* begin EXTRACT *
This is condensed version of the actual html which has many more tags.
html = '''
<div style="line-height:120%;padding-top:12px;text-align:left;text-indent:24px;font-size:10pt;">
<font style="font-family:inherit;font-size:10pt;">
Indicate by checkmark whether the registrant is a shell company (as defined in Rule 12b-2 of the Exchange Act). Yes
</font>
<font style="font-family:Wingdings;font-size:10pt;">
¨
</font>
<font style="font-family:inherit;font-size:10pt;">
No
</font>
<font style="font-family:Wingdings;font-size:10pt;">
x
</font>
</div>
<div style="line-height:120%;padding-top:12px;text-align:left;font-size:10pt;">
<font style="font-family:inherit;font-size:10pt;">
There were
</font>
<font style="font-family:inherit;font-size:10pt;">
33,012,179
</font>
<font style="font-family:inherit;font-size:10pt;">
shares of common stock, $.01 par value per share, outstanding at
</font>
<font style="font-family:inherit;font-size:10pt;">
July 26, 2017
</font>
<font style="font-family:inherit;font-size:10pt;">
.
</font>
</div>
'''
I am attempting to locate a tag
based of text.
The text is a form of regex
which is located all within a div
tag.
* end EXTRACT *
* begin EXCERPTED RECORDS *
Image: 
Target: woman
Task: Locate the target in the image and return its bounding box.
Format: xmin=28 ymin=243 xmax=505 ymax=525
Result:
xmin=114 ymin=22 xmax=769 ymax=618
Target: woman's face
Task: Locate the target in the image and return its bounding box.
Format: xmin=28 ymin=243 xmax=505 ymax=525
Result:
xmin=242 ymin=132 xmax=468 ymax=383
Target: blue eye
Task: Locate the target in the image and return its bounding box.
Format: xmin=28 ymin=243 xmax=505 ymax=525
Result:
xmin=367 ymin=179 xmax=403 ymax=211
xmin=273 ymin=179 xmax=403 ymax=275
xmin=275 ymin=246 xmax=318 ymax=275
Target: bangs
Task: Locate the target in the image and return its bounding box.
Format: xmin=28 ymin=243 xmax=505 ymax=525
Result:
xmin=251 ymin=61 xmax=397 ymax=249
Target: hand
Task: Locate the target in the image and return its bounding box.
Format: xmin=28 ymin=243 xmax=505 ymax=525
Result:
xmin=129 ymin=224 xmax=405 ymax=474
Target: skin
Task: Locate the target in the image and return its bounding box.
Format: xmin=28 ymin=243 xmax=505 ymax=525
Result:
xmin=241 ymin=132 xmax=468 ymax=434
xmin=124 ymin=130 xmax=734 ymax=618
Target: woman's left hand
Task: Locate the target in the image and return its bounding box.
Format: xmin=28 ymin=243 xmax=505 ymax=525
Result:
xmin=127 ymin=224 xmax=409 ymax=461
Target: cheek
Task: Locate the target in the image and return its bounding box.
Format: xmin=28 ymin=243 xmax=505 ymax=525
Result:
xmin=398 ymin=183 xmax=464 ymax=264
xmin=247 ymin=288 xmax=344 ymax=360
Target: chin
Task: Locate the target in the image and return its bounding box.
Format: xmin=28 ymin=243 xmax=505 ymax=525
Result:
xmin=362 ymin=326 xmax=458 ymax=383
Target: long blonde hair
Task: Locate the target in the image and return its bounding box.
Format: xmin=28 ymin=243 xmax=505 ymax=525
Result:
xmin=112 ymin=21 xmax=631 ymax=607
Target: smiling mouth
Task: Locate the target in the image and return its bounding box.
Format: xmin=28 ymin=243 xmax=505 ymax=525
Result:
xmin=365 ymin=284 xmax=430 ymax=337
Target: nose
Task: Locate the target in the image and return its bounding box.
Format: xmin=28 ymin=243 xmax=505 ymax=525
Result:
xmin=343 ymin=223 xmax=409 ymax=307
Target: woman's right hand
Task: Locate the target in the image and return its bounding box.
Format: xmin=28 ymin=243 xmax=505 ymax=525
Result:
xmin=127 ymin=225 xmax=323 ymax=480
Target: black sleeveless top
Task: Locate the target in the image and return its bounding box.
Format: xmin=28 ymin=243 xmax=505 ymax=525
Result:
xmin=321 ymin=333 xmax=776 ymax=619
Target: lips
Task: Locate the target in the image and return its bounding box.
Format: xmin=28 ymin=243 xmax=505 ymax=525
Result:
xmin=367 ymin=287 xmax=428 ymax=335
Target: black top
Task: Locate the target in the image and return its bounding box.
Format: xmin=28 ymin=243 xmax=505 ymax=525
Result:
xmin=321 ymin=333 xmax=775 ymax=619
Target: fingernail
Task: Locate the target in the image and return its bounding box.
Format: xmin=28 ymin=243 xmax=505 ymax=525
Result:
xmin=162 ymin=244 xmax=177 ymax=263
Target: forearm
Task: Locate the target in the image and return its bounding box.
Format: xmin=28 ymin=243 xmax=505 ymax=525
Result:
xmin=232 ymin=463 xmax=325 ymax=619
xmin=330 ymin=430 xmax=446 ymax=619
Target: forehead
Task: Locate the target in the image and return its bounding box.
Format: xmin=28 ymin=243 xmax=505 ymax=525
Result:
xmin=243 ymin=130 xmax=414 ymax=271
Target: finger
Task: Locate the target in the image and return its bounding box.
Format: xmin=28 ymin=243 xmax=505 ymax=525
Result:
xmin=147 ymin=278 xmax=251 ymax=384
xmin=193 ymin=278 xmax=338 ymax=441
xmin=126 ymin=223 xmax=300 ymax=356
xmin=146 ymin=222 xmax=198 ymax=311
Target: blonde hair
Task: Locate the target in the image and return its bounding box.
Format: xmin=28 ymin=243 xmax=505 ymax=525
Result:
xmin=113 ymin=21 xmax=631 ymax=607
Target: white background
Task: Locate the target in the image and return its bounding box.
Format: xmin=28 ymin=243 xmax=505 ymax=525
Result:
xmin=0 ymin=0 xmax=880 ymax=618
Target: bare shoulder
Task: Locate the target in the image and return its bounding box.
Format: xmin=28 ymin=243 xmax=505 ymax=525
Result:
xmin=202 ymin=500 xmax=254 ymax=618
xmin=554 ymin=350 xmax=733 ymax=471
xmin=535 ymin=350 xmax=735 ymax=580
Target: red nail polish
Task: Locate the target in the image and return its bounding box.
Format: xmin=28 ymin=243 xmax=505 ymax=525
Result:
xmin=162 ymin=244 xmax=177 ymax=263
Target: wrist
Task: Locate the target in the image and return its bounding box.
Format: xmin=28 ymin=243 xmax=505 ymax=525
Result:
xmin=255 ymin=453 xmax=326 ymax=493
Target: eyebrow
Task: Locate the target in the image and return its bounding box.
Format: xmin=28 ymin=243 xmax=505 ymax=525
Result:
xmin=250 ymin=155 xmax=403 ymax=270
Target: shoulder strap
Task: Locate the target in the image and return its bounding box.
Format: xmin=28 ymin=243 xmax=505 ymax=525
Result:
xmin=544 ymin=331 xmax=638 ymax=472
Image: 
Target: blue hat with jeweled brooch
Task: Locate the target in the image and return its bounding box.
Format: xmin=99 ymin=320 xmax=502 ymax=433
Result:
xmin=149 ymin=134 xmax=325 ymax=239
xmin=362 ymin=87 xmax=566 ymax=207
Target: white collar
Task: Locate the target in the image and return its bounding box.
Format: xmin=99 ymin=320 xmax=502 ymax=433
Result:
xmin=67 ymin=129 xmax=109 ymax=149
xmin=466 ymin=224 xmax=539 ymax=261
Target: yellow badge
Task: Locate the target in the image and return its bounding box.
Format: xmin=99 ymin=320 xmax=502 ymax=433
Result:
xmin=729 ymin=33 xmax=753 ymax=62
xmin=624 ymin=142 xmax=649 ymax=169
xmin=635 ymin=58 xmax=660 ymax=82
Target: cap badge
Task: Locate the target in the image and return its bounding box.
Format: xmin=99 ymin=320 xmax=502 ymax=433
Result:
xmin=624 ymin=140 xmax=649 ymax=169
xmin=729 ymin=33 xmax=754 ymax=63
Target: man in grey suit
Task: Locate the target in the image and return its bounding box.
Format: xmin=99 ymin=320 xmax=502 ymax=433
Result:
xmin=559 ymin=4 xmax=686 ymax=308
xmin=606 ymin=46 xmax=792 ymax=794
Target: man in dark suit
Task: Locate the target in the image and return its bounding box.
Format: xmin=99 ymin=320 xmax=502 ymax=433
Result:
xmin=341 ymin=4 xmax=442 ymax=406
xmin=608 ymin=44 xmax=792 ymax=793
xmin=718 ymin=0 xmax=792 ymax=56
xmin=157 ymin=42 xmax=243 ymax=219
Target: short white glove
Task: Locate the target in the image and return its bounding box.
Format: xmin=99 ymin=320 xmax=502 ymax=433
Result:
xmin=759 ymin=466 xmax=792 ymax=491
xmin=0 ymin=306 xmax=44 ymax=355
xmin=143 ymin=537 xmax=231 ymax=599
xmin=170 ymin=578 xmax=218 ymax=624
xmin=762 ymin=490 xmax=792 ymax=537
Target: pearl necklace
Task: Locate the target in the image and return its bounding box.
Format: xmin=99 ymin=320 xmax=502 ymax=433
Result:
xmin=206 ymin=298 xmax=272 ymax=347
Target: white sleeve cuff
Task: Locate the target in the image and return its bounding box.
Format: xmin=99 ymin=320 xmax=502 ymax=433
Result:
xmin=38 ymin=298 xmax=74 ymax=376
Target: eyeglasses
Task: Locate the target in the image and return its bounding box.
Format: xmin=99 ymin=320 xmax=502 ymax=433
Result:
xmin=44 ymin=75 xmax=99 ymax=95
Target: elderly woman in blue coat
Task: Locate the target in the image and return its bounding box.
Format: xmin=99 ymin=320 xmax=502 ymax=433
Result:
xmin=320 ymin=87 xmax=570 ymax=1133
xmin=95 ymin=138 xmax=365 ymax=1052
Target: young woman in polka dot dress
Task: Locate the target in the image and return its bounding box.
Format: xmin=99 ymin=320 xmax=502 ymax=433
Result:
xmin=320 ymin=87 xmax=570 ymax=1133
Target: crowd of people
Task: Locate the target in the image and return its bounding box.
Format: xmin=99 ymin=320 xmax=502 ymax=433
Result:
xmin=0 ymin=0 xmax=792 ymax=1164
* end EXCERPTED RECORDS *
### REQUIRED TASKS
- A) According to the HTML post, how many shares of common stock were outstanding?
- B) Say whether each statement agrees with the HTML post, and answer yes or no with the deciding words quoted from it: (i) The snippet shown is the full HTML with all of its tags. (ii) The common stock has a par value of $.01 per share. (iii) The text being searched for is spread across several div tags.
- C) Carry on the HTML post from the point where it stops.

### ANSWERS TO EACH TASK
- A) 33,012,179

- B)
(i) No: "This is condensed version of the actual html which has many more tags."
(ii) Yes: "shares of common stock, $.01 par value per share"
(iii) No: "located all within a div"

- C)
month_pattern = r'((Jan(?:uary)?|Feb(?:ruary)?|Mar(?:ch)?|Apr(?:il)?|May|Jun(?:e)?|Jul(?:y)?|Aug(?:ust)?|Sep(?:tember)?|Oct(?:ober)?|(Nov|Dec)(?:ember)?)\s?(\d{1,2}\D?)\s?(19[7-9]\d|20\d{2}|\d{2}))'
word_pattern = r'(?=.*common)(?=.*outstanding[.,]?)(?=.*shares[.,]?)(?=.*stock[.,]?)'
pattern = word_pattern + '.*' + month_pattern
The above regex is slightly complicated, but it works when I test it as a stand-alone test on
on the text within div
.
With the soup code below, I'm expecting a return of a type of soup
object whose parent is the first div
tag,
however I am getting an empty list.
soup = bs(html, 'html.parser')
elem = soup(text=re.compile(pattern, flags = re.IGNORECASE|re.DOTALL))
print(elem)
results in
[]
I suspect this problem is because the div
's text is further nested within <font>
text? However, if I execute div.text
all of the text is printed out,
so I'm not sure why I am not getting any hits.
'''There were
33,012,179
shares of common stock, $.01 par value per share, outstanding at
July 26, 2017
.
'''
Once again, regex is not a problem as via re
module, I have:
print(re.search(pattern,text, flags = re.IGNORECASE|re.DOTALL))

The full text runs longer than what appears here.